### What is asked
Find "Where can you find the dark rocky" in the data, then restate the line it sits in and every later line word for word, ending with the last line.

--- Begin ---

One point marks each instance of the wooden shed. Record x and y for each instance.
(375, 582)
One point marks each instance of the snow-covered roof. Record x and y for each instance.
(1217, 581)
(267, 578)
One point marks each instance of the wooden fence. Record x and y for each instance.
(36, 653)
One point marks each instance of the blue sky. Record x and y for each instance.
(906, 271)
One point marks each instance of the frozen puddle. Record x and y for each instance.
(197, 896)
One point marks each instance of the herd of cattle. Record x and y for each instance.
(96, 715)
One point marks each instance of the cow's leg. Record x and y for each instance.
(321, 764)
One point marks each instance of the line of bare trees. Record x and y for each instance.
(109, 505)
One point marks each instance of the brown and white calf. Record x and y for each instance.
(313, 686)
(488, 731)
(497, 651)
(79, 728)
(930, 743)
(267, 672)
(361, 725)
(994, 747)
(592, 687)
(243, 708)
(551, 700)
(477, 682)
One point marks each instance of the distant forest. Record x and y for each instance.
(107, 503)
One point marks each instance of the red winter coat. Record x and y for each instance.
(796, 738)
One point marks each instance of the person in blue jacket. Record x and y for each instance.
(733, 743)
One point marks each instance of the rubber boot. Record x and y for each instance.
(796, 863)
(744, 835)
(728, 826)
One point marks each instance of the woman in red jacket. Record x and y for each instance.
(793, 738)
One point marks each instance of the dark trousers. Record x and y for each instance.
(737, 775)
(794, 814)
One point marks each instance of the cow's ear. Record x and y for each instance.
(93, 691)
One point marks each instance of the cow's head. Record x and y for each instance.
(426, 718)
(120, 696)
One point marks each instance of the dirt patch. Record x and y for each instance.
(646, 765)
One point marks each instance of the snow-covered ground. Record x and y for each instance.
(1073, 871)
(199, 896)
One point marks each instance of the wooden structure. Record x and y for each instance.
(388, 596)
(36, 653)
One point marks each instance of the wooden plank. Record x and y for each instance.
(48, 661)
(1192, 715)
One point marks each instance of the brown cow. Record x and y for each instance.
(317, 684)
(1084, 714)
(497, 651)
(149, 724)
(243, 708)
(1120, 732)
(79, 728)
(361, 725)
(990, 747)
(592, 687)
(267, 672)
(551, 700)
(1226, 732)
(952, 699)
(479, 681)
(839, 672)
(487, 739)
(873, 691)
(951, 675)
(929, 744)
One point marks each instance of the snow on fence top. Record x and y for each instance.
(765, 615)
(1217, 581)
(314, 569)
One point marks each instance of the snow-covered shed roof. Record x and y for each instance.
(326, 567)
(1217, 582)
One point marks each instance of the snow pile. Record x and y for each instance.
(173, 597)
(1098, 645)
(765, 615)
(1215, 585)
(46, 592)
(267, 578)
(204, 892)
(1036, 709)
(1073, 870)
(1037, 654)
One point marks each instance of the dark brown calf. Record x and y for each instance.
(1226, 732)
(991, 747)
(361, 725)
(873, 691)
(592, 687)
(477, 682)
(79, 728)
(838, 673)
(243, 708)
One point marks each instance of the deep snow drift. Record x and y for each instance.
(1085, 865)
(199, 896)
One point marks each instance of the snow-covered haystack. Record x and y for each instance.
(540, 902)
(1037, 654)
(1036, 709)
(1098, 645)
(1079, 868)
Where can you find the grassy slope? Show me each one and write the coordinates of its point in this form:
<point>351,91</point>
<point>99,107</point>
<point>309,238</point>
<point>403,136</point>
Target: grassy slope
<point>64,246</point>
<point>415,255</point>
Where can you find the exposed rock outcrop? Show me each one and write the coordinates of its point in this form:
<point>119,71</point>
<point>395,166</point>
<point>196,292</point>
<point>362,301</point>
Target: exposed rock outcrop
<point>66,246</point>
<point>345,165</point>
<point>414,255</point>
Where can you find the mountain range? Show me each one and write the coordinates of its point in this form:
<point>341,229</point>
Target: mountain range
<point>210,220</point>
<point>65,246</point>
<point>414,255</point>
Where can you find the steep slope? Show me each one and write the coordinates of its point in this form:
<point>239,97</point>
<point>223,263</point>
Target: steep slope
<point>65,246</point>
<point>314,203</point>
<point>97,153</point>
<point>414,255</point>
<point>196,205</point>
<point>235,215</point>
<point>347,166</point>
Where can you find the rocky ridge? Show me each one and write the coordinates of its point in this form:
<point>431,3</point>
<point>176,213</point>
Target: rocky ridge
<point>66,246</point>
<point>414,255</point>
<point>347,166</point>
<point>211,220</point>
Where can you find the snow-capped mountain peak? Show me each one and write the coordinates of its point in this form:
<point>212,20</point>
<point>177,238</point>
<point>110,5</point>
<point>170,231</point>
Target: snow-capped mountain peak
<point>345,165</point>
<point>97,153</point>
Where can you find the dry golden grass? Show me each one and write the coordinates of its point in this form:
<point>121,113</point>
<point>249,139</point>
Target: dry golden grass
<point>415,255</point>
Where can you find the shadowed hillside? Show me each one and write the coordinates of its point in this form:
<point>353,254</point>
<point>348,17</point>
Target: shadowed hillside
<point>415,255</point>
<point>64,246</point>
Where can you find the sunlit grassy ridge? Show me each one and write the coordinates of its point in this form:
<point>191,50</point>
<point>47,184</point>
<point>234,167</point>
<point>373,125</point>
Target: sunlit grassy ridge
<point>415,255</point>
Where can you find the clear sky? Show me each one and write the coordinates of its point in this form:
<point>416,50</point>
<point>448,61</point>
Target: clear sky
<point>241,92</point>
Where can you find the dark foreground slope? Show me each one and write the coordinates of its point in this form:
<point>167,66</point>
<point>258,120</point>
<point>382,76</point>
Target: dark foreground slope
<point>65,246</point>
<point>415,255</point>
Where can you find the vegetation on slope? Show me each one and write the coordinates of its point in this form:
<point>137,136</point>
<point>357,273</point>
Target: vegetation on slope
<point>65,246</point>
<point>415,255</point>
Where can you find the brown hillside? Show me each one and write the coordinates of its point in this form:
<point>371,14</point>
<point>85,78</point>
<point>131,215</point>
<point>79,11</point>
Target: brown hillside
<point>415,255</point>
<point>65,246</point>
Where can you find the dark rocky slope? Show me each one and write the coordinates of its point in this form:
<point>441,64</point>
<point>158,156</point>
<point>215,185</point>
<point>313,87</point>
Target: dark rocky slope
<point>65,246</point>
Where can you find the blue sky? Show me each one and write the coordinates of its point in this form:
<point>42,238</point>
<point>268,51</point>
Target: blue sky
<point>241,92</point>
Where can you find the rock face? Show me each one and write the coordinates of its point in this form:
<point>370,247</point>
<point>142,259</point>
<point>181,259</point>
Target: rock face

--- End ---

### Solution to this task
Where can you find the dark rocky slope? Show me each one and write the coordinates of its point in this form:
<point>441,64</point>
<point>158,156</point>
<point>215,185</point>
<point>313,87</point>
Target: dark rocky slope
<point>65,246</point>
Where can you find the blue sky? Show me each one and write the coordinates of its point in this form:
<point>42,238</point>
<point>268,51</point>
Target: blue sky
<point>241,92</point>
Where can you find the rock face? Show me each one and write the coordinates of its point in this form:
<point>370,247</point>
<point>142,259</point>
<point>181,259</point>
Target: rock face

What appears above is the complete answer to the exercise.